Воодушевляющие проекты достаточно точно отвечают понятию миссии, и дискурс соответствующей агитации и пропаганды может называться «миссионистским». На арене современной идейной борьбы доминируют концепции национальных миссий.
В России конца ХХ – начала XXI в. воодушевляющие проекты выразительно представлены различными версиями русской национальной идеи. В 1995 г. их размножение было стимулировано поощрением президента Б. Ельцина. Многие восприняли его как заказ на построение новой господствующей идеологии, как давно ожидаемое верховное попрание замечательной 13 статьи (пункт 2) Конституции РФ [21] . Миссионистские сценарии то и дело отправлялись прямо на адрес Кремля.
21
Никогда не упускаю возможности процитировать его текст: «Никакая идеология не может устанавливаться в качестве государственной или обязательной».
Нельзя отрицать, что тексты русской идеи содержали немало интересного и правильного, особенно – когда речь шла о трагичности переживаемой ситуации или о своеобразии и богатстве отечественного духовного наследия. И все-таки уже в 1997 г. авторитетная экспертная комиссия вынуждена была признать, что проработка русской национальной идеи в прессе не дала результатов, существенно значимых для определения политической и экономической стратегии, установления национального консенсуса и преподавания истории в школе. После этого, насколько мне известно, руководство страны не посылало никаких сигналов, свидетельствующих о существовании госзаказа на национальную идею.
Между тем вера в его наличие по-прежнему не затухает. На свет появляются новые и новые версии российской миссии, адресованные Кремлю. Таковы, например, утопия «русского мира», или (это, увы, не шутка) русская идея китайского пути развития, или достаточно откровенные мечтания о царстве «сталинизма с человеческим лицом». Стимулированные разными формами ностальгии и превратной диалектикой информационного противоборства, проекты эти приноровляются к новым геополитическим страстям и становятся допингом для новых форм нетерпимости.
Чем же может ответить на подобные процессы философия как критика идеологий?
Декларации о миссиях – это особый жанр историософии, хотя, как правило, в вульгарном ее варианте. Это род спекуляций (в расхожем, критикопублицистическом значении данного выражения) и реликт романтического образа мысли, вышедшего далеко за предел XIX столетия, где ему полагалось бы оставаться. В XX в. всякая версия национальной миссии замыкается (и не может не замыкаться) на историцистскую трактовку общественной эволюции, то есть – на понимание истории как поступательного прогресса по осмысленному плану. Поэтому общая ориентация критики современных воодушевляющих проектов не может не быть антиисторицистской.

• **Собранные данные**

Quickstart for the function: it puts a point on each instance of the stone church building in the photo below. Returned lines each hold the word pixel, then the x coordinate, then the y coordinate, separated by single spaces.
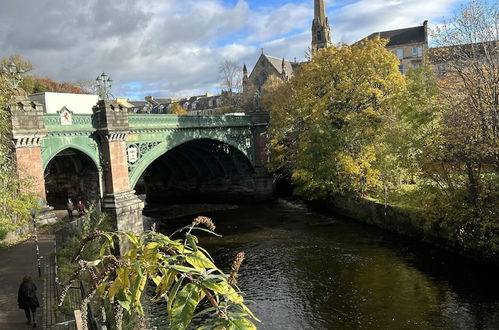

• **Формулировка задания**
Установите, соответствуют ли фрагменту о национальных миссиях следующие утверждения: 1. В 1995 г. распространению версий русской национальной идеи способствовало поощрение президента Б. Ельцина. 2. В 1997 г. экспертная комиссия признала, что обсуждение русской национальной идеи в прессе дало существенные результаты для определения политической и экономической стратегии. 3. Критика современных воодушевляющих проектов должна быть историцистской. На каждое утверждение ответьте «да» или «нет» и приведите решающие слова фрагмента в точной цитате. Данные получены из другого источника.

• **Выполненное задание**
1. Да: «В 1995 г. их размножение было стимулировано поощрением президента Б. Ельцина».
2. Нет: «проработка русской национальной идеи в прессе не дала результатов, существенно значимых для определения политической и экономической стратегии».
3. Нет: «общая ориентация критики современных воодушевляющих проектов не может не быть антиисторицистской».